# [Directions]
Which lines of the material contain the string "bronze"? Return each such line in full, treating uppercase and lowercase as different.

Segmentation labeling entries:
* * * *

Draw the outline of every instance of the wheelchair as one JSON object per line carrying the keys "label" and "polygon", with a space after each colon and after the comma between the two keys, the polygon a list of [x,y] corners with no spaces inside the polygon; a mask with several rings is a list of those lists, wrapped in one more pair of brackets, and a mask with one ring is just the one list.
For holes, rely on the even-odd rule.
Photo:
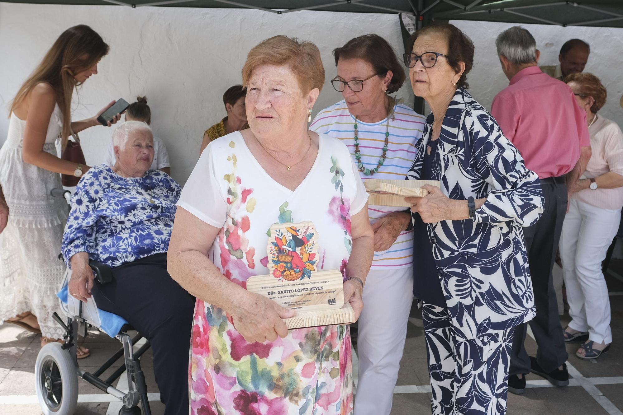
{"label": "wheelchair", "polygon": [[[54,197],[64,197],[68,202],[71,197],[69,190],[63,189],[52,189],[50,194]],[[98,282],[107,284],[112,281],[110,267],[94,261],[90,261],[89,265]],[[68,269],[62,287],[67,285],[70,276],[71,271]],[[141,356],[151,347],[149,342],[135,352],[133,346],[143,336],[139,333],[131,337],[128,332],[135,329],[131,325],[125,324],[115,335],[115,338],[121,342],[121,348],[94,372],[86,371],[80,368],[76,358],[76,348],[78,333],[82,333],[86,337],[90,328],[100,329],[101,320],[95,300],[91,298],[85,304],[68,296],[67,302],[60,301],[60,304],[66,314],[66,320],[64,322],[55,312],[53,317],[65,330],[63,336],[65,344],[50,343],[42,347],[35,365],[37,398],[43,413],[45,415],[72,415],[78,403],[78,377],[80,376],[121,401],[123,406],[119,411],[120,415],[151,415],[147,386],[140,363]],[[102,374],[121,357],[123,364],[107,378],[102,379]],[[127,376],[128,392],[120,391],[112,386],[124,371]]]}

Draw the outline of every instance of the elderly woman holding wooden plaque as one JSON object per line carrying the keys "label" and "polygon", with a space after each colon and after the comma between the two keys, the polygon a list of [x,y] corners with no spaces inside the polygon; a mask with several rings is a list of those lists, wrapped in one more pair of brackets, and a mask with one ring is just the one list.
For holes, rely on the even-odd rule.
{"label": "elderly woman holding wooden plaque", "polygon": [[[337,76],[331,83],[344,100],[318,113],[310,129],[346,144],[366,183],[404,182],[425,119],[390,95],[405,80],[396,52],[381,36],[368,34],[351,39],[333,55]],[[375,252],[358,323],[355,412],[389,415],[413,302],[413,232],[407,229],[407,208],[371,205],[368,216]]]}
{"label": "elderly woman holding wooden plaque", "polygon": [[[353,413],[348,326],[288,330],[292,310],[246,289],[250,277],[286,268],[301,279],[307,265],[340,269],[345,301],[361,312],[373,249],[368,197],[346,147],[308,129],[324,80],[312,43],[275,36],[253,48],[242,69],[250,129],[211,142],[182,192],[168,264],[197,297],[191,414]],[[275,234],[275,223],[307,221],[315,231]],[[316,233],[311,259],[302,248]],[[273,241],[292,253],[269,258]]]}
{"label": "elderly woman holding wooden plaque", "polygon": [[411,46],[411,85],[432,112],[408,179],[440,182],[407,198],[416,243],[428,246],[414,278],[432,413],[505,414],[513,329],[535,316],[521,228],[543,212],[540,183],[466,90],[469,38],[440,24],[416,32]]}

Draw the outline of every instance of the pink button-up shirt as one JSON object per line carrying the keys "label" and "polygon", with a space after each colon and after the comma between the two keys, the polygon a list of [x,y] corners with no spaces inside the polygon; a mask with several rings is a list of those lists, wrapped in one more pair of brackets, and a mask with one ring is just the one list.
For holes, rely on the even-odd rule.
{"label": "pink button-up shirt", "polygon": [[564,82],[538,67],[522,69],[493,98],[491,114],[539,178],[561,176],[591,141],[586,113]]}

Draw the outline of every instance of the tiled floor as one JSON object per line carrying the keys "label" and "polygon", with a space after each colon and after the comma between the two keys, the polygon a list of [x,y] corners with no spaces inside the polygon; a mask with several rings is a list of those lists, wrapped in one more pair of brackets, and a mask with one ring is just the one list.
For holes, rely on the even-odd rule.
{"label": "tiled floor", "polygon": [[[612,269],[621,275],[611,271],[607,278],[611,294],[614,337],[610,353],[596,361],[584,361],[575,356],[578,345],[569,345],[567,348],[569,354],[568,364],[576,370],[571,386],[551,387],[538,376],[528,375],[528,388],[524,394],[509,394],[509,415],[623,415],[623,351],[617,347],[623,344],[623,261],[613,261]],[[568,315],[563,316],[563,324],[568,318]],[[102,365],[119,345],[117,340],[103,334],[90,337],[87,342],[92,355],[80,363],[81,367],[92,371]],[[33,375],[39,345],[39,337],[36,335],[12,325],[0,326],[0,415],[41,413],[37,403]],[[529,353],[536,353],[536,345],[530,338],[526,340],[526,347]],[[421,315],[414,307],[394,394],[392,415],[430,413],[429,394],[426,387],[424,391],[414,387],[429,385],[426,357]],[[150,352],[143,356],[141,365],[147,378],[148,391],[157,393]],[[110,369],[106,374],[112,371]],[[79,388],[77,414],[103,415],[118,413],[118,404],[113,402],[114,398],[82,380],[79,380]],[[159,402],[151,402],[151,404],[155,415],[164,413]]]}

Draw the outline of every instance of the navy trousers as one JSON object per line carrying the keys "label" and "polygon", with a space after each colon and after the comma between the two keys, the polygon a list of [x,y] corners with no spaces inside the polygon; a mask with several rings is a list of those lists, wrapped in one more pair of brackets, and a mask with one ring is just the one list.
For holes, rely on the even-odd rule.
{"label": "navy trousers", "polygon": [[194,298],[169,275],[166,254],[113,268],[113,276],[108,284],[93,286],[97,306],[121,316],[150,341],[164,413],[188,415]]}

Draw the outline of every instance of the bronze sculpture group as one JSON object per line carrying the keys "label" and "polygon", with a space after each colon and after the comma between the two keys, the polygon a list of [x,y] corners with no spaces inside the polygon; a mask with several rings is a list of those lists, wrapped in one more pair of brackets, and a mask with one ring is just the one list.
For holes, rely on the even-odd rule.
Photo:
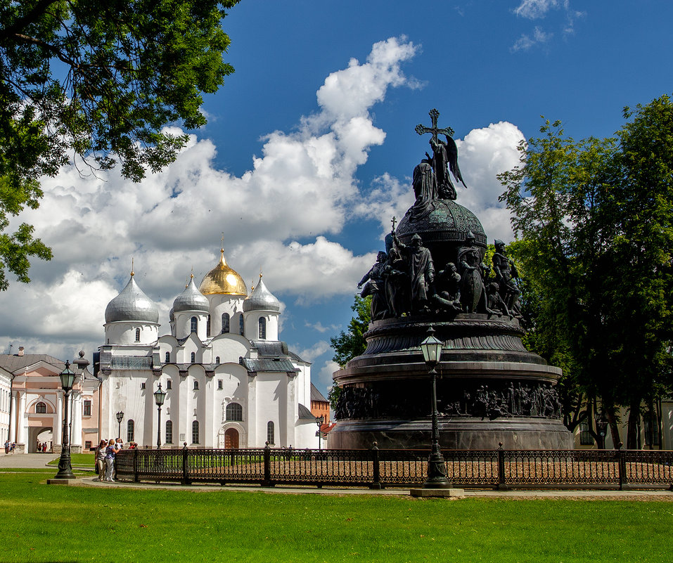
{"label": "bronze sculpture group", "polygon": [[[432,134],[432,156],[426,153],[426,158],[414,170],[416,200],[407,212],[413,221],[427,216],[439,200],[456,199],[449,172],[465,185],[458,166],[458,148],[450,137],[453,131],[437,128],[439,113],[435,110],[430,115],[432,127],[416,127],[421,134]],[[444,134],[446,143],[438,139],[437,133]],[[392,224],[392,231],[386,237],[386,252],[378,253],[376,263],[358,284],[359,289],[366,284],[363,297],[371,296],[372,321],[442,313],[480,313],[520,319],[520,292],[515,282],[518,274],[501,240],[495,240],[492,269],[483,263],[483,249],[468,231],[456,261],[436,271],[432,253],[423,246],[421,235],[415,233],[410,244],[405,245],[395,233],[395,217]]]}

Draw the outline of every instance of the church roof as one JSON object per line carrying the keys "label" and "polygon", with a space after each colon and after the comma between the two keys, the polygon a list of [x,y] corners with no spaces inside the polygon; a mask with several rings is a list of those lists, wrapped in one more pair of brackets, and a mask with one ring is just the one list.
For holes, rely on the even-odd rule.
{"label": "church roof", "polygon": [[181,311],[201,311],[207,313],[210,310],[210,304],[208,298],[196,289],[194,284],[194,276],[192,275],[189,283],[182,293],[178,295],[173,302],[174,317],[176,313]]}
{"label": "church roof", "polygon": [[321,403],[328,402],[327,399],[323,396],[323,394],[318,391],[318,388],[312,383],[311,384],[311,400],[318,401]]}
{"label": "church roof", "polygon": [[227,266],[224,259],[224,249],[221,249],[220,252],[219,263],[203,276],[198,287],[199,291],[204,295],[248,295],[243,278]]}
{"label": "church roof", "polygon": [[301,403],[299,403],[299,420],[312,420],[314,422],[316,421],[316,418],[313,415],[313,413],[311,412],[310,409],[304,406]]}
{"label": "church roof", "polygon": [[252,290],[250,297],[243,302],[243,311],[280,311],[281,302],[274,295],[267,286],[264,285],[262,280],[262,274],[259,274],[259,282],[257,287]]}
{"label": "church roof", "polygon": [[249,372],[285,372],[294,375],[299,369],[287,358],[241,358],[241,365]]}
{"label": "church roof", "polygon": [[144,323],[158,323],[159,309],[157,304],[145,295],[138,287],[131,273],[131,279],[119,295],[108,304],[105,308],[105,323],[117,321],[135,321]]}
{"label": "church roof", "polygon": [[46,354],[25,354],[23,356],[0,354],[0,368],[12,373],[39,362],[49,363],[58,369],[58,371],[63,371],[65,366],[65,362],[63,360],[59,360],[58,358],[54,358],[53,356],[49,356]]}

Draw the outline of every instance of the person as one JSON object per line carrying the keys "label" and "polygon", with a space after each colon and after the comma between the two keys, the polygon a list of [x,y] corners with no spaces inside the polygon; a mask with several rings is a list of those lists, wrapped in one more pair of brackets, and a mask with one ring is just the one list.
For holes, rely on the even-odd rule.
{"label": "person", "polygon": [[387,316],[385,283],[383,279],[383,272],[387,258],[387,255],[385,252],[380,252],[376,256],[376,264],[371,266],[371,269],[363,276],[357,284],[357,288],[359,290],[362,288],[362,284],[366,282],[366,285],[364,286],[361,296],[366,297],[367,295],[371,295],[371,313],[372,321],[378,321]]}
{"label": "person", "polygon": [[406,259],[407,272],[411,284],[411,306],[416,312],[424,313],[429,309],[428,301],[430,288],[435,281],[435,265],[428,249],[423,245],[423,239],[418,233],[411,237],[411,244],[407,246],[399,241],[397,235],[393,235],[395,246]]}
{"label": "person", "polygon": [[108,442],[108,447],[105,448],[105,481],[110,483],[115,482],[115,456],[119,453],[119,448],[116,446],[116,442],[110,439]]}
{"label": "person", "polygon": [[105,474],[105,447],[108,443],[101,440],[101,443],[96,448],[96,467],[98,471],[98,481],[103,481]]}

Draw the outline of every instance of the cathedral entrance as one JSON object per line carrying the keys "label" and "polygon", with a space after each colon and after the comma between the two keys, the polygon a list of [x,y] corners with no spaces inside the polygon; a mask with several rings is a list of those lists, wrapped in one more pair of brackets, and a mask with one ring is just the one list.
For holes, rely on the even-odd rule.
{"label": "cathedral entrance", "polygon": [[236,428],[229,428],[224,432],[224,449],[238,448],[238,431]]}

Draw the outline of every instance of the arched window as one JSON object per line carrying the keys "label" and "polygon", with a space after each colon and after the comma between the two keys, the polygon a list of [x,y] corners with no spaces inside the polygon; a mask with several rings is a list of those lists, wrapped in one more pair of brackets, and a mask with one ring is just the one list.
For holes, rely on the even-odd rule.
{"label": "arched window", "polygon": [[259,317],[259,339],[267,339],[267,319]]}
{"label": "arched window", "polygon": [[198,420],[191,423],[191,443],[198,444]]}
{"label": "arched window", "polygon": [[243,420],[243,408],[238,403],[229,403],[226,406],[226,420]]}
{"label": "arched window", "polygon": [[173,421],[166,421],[166,444],[173,443]]}

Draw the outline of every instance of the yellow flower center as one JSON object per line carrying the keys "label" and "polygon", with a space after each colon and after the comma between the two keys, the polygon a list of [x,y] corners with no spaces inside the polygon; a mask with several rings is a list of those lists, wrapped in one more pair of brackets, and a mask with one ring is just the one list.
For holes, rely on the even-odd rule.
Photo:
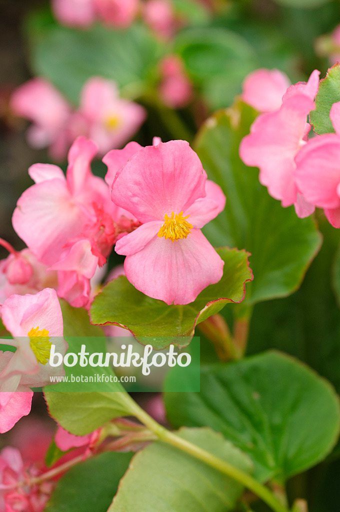
{"label": "yellow flower center", "polygon": [[165,238],[169,238],[172,242],[178,240],[179,238],[186,238],[193,226],[189,224],[186,219],[189,217],[187,215],[186,217],[183,217],[183,211],[181,211],[178,215],[175,215],[174,211],[171,214],[171,217],[168,217],[165,214],[164,218],[164,223],[158,231],[158,236],[160,238],[165,237]]}
{"label": "yellow flower center", "polygon": [[30,346],[33,350],[38,362],[46,365],[50,358],[51,344],[49,333],[46,329],[39,330],[39,326],[32,327],[28,334],[30,337]]}
{"label": "yellow flower center", "polygon": [[105,120],[105,127],[110,132],[113,132],[120,124],[120,118],[118,116],[108,116]]}

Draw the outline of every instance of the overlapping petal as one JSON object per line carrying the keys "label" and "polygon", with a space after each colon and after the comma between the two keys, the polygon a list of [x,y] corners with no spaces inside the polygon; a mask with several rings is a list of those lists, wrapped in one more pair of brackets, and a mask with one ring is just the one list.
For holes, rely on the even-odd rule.
{"label": "overlapping petal", "polygon": [[156,236],[128,256],[124,267],[129,281],[146,295],[167,304],[187,304],[221,279],[223,265],[201,230],[193,229],[173,243]]}
{"label": "overlapping petal", "polygon": [[172,211],[186,211],[204,197],[206,174],[184,141],[147,146],[133,155],[116,175],[112,200],[142,223],[161,220]]}

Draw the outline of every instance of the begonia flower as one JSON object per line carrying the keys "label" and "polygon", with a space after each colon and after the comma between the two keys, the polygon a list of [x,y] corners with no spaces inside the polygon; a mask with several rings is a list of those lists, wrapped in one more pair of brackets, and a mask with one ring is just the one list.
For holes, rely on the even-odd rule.
{"label": "begonia flower", "polygon": [[224,262],[201,228],[223,209],[225,197],[207,182],[187,142],[138,152],[117,173],[112,197],[141,223],[115,246],[126,256],[125,274],[138,290],[167,304],[186,304],[221,279]]}
{"label": "begonia flower", "polygon": [[119,97],[114,82],[99,77],[84,85],[80,106],[69,125],[70,137],[85,135],[95,141],[100,155],[119,147],[139,129],[146,117],[138,103]]}
{"label": "begonia flower", "polygon": [[139,0],[94,0],[100,19],[109,26],[126,28],[137,15]]}
{"label": "begonia flower", "polygon": [[170,39],[174,35],[176,20],[169,0],[146,0],[142,14],[146,25],[162,39]]}
{"label": "begonia flower", "polygon": [[53,158],[64,158],[69,144],[67,127],[71,108],[54,86],[44,78],[32,78],[15,90],[10,105],[17,116],[32,121],[27,138],[33,147],[49,146]]}
{"label": "begonia flower", "polygon": [[[51,383],[50,376],[63,374],[62,367],[47,365],[53,343],[63,355],[61,310],[55,290],[35,295],[12,295],[3,304],[4,325],[14,337],[4,343],[15,352],[0,352],[0,431],[7,432],[31,408],[30,388]],[[51,339],[52,338],[52,339]]]}
{"label": "begonia flower", "polygon": [[15,391],[19,385],[40,387],[50,383],[50,375],[62,374],[63,369],[47,365],[52,343],[63,355],[67,349],[55,290],[45,288],[35,295],[12,295],[1,312],[4,325],[13,336],[5,343],[16,350],[2,355],[2,360],[8,360],[0,373],[0,391]]}
{"label": "begonia flower", "polygon": [[0,304],[14,294],[34,294],[58,284],[56,272],[38,261],[28,248],[14,251],[0,261],[0,275],[4,278],[0,284]]}
{"label": "begonia flower", "polygon": [[259,112],[272,112],[280,109],[290,85],[288,76],[278,69],[257,69],[245,78],[241,98]]}
{"label": "begonia flower", "polygon": [[70,27],[90,27],[96,17],[94,0],[52,0],[57,19]]}
{"label": "begonia flower", "polygon": [[[9,352],[5,353],[9,354]],[[0,369],[5,361],[0,352]],[[18,386],[15,392],[0,391],[0,433],[8,432],[17,421],[29,414],[33,392],[25,386]]]}
{"label": "begonia flower", "polygon": [[90,280],[98,266],[98,258],[93,254],[91,242],[77,240],[68,247],[51,270],[58,272],[58,295],[73,307],[89,305]]}
{"label": "begonia flower", "polygon": [[36,164],[30,168],[35,184],[19,198],[13,225],[46,265],[58,261],[70,239],[78,236],[86,226],[97,221],[94,204],[109,204],[107,185],[91,170],[90,162],[96,152],[92,141],[79,137],[69,153],[66,177],[56,165]]}
{"label": "begonia flower", "polygon": [[172,109],[181,109],[193,96],[193,86],[184,65],[177,55],[168,55],[160,63],[162,80],[159,94],[163,102]]}
{"label": "begonia flower", "polygon": [[340,102],[330,117],[335,133],[309,141],[295,159],[294,176],[307,200],[324,208],[332,225],[340,228]]}
{"label": "begonia flower", "polygon": [[0,510],[42,512],[55,484],[33,483],[41,474],[34,464],[24,464],[19,450],[6,446],[0,452]]}
{"label": "begonia flower", "polygon": [[284,207],[294,204],[300,217],[310,215],[314,208],[302,197],[294,172],[295,157],[311,127],[307,117],[314,108],[318,73],[313,72],[307,83],[290,86],[280,109],[259,116],[240,146],[241,158],[247,165],[259,167],[260,181],[270,195]]}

* * * *

# [Answer to this exercise]
Draw the outline of every instance of the bronze sculpture group as one JSON object per line carrying the keys "label" and "polygon", with a space after each colon and after the comma between the two keys, the polygon a list of [x,y] corners with no spaces inside the polygon; a mask with several rings is a list of those lists, wrapped in one more pair of brackets, and a mask with one ring is just the one list.
{"label": "bronze sculpture group", "polygon": [[[432,134],[432,156],[426,153],[426,158],[414,170],[416,200],[407,212],[413,221],[427,216],[439,200],[456,199],[449,172],[465,185],[458,166],[458,148],[450,137],[453,131],[437,128],[439,113],[435,110],[430,115],[432,127],[416,127],[421,134]],[[444,134],[446,143],[438,139],[437,133]],[[392,224],[392,231],[386,237],[386,252],[378,253],[376,263],[358,284],[359,289],[366,284],[363,297],[371,296],[372,321],[442,313],[480,313],[520,319],[520,292],[515,282],[518,274],[501,240],[495,240],[492,269],[483,263],[483,249],[468,231],[456,261],[436,271],[432,253],[423,246],[421,235],[415,233],[410,244],[405,245],[395,233],[395,217]]]}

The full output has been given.